Format every line of the data below as a JSON list of strings, one string per line and no blank lines. Leave the pictures out.

[Items from a data source]
* * *

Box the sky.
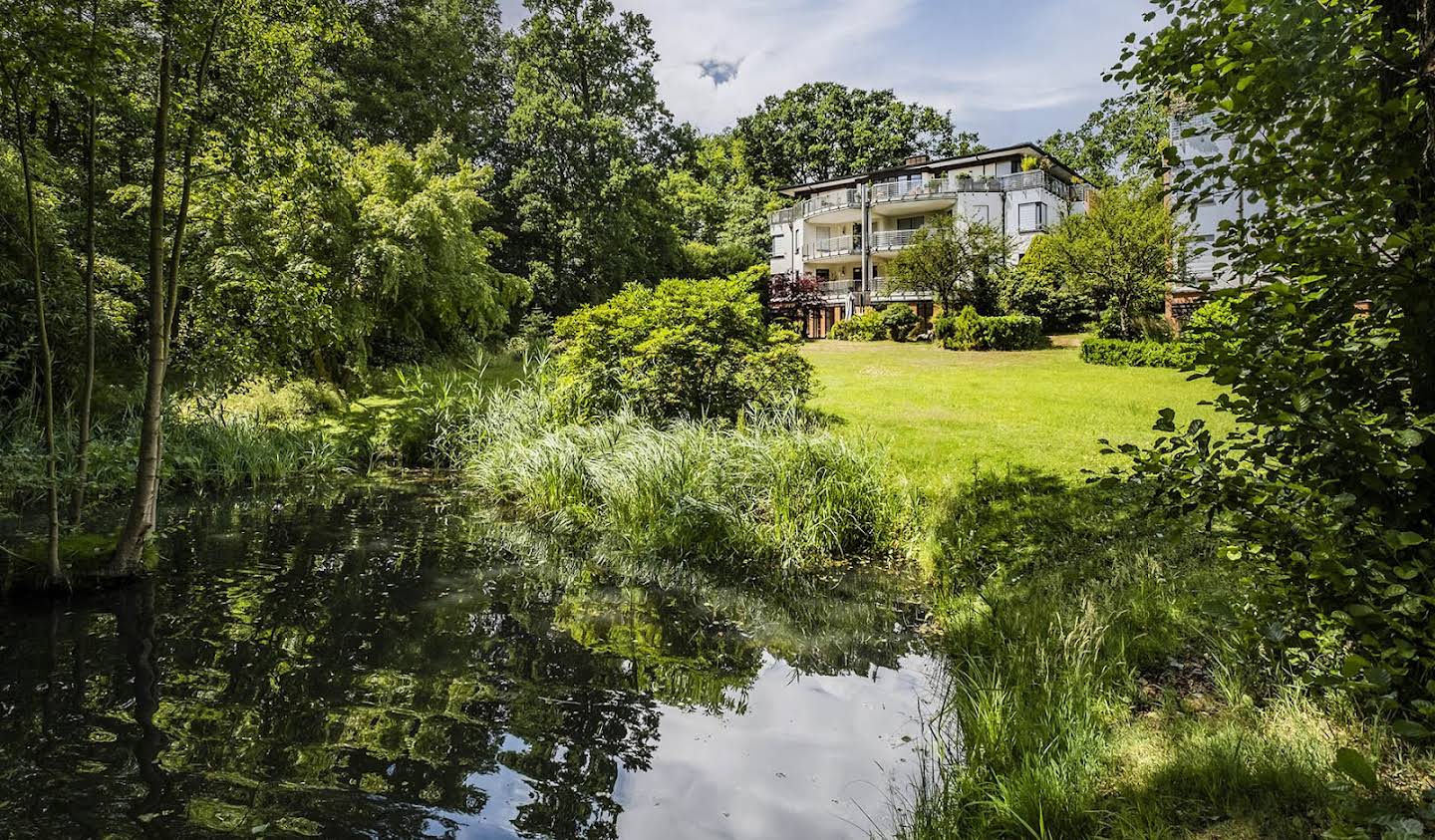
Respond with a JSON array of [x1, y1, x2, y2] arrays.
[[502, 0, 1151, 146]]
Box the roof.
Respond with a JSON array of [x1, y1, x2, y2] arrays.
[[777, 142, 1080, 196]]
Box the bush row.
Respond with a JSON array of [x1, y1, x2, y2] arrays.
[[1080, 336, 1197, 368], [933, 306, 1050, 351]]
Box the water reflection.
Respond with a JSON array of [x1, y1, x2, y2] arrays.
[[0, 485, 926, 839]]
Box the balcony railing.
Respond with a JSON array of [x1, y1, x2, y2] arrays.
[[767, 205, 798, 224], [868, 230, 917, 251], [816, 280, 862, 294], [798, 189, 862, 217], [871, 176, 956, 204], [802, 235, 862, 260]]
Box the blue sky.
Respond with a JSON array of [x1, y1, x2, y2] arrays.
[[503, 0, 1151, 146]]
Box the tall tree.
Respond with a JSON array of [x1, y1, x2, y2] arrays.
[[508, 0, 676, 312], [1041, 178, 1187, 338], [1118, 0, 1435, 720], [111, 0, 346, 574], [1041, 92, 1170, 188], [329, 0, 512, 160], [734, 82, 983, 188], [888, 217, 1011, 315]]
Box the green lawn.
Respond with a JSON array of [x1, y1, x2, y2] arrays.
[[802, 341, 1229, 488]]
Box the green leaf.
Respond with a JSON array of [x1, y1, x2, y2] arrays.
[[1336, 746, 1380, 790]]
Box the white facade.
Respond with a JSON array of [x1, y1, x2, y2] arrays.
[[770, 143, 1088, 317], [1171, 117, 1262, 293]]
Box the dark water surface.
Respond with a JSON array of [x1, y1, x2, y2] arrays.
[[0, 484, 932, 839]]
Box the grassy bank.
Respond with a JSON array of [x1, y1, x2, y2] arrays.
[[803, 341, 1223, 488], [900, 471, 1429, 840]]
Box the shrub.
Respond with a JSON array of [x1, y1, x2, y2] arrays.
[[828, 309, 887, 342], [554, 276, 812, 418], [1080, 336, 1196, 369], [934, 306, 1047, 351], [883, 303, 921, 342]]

* * *

__In response__.
[
  "Box the sky.",
  "Respond with a JSON array of [x1, y1, x2, y2] arrays.",
  "[[502, 0, 1151, 146]]",
  "Box the roof.",
  "Respond with a JSON array of [x1, y1, x2, y2] arrays.",
  "[[777, 142, 1080, 196]]",
  "Box the bush row.",
  "Respond with a JSON array of [x1, y1, x2, y2] arrays.",
  "[[1080, 336, 1197, 368], [933, 306, 1050, 351]]",
  "Box the water reflection.",
  "Respond with a JSON array of [x1, y1, x2, y2] arrays.",
  "[[0, 485, 926, 839]]",
  "Box the balcony railing.",
  "Respond with a JSON array of [x1, y1, x2, y2] arrays.",
  "[[767, 205, 798, 224], [868, 230, 917, 251], [816, 280, 862, 294], [798, 189, 862, 217], [871, 176, 956, 204], [802, 235, 862, 260]]",
  "Box the blue sky.",
  "Respond with a JSON array of [x1, y1, x2, y2] arrays.",
  "[[503, 0, 1151, 146]]",
  "Box the tall tree.",
  "Respond with a JSON array of [x1, y1, x2, y2] arrays.",
  "[[508, 0, 676, 312], [1041, 178, 1187, 338], [1118, 0, 1435, 720], [111, 0, 346, 574], [1041, 92, 1170, 188], [329, 0, 512, 160], [734, 82, 983, 188], [888, 217, 1011, 315]]",
  "Box the green lawn.",
  "Respond with a JSON array of [x1, y1, x2, y2] arrays.",
  "[[802, 341, 1229, 488]]",
  "Box the green leaf.",
  "Respond with a JSON array of [x1, y1, x2, y2] arrays.",
  "[[1336, 746, 1380, 790]]",
  "Box the white facade.",
  "Respond with a JSON array of [x1, y1, x2, y2] arrays.",
  "[[770, 143, 1088, 317], [1171, 117, 1262, 293]]",
  "Box the dark water surface.",
  "Respond with a JSON array of [x1, y1, x2, y2] arrays.",
  "[[0, 484, 932, 839]]",
  "Box the grassy bank.",
  "Respond with a JSON array of [x1, y1, x2, y2] arrays.",
  "[[803, 341, 1223, 488], [900, 471, 1429, 840]]",
  "Box the shrub.",
  "Respond with a JSON array of [x1, y1, x2, y2] arrays.",
  "[[828, 309, 887, 342], [554, 276, 812, 418], [1080, 336, 1196, 369], [934, 306, 1047, 351], [883, 303, 921, 342]]"
]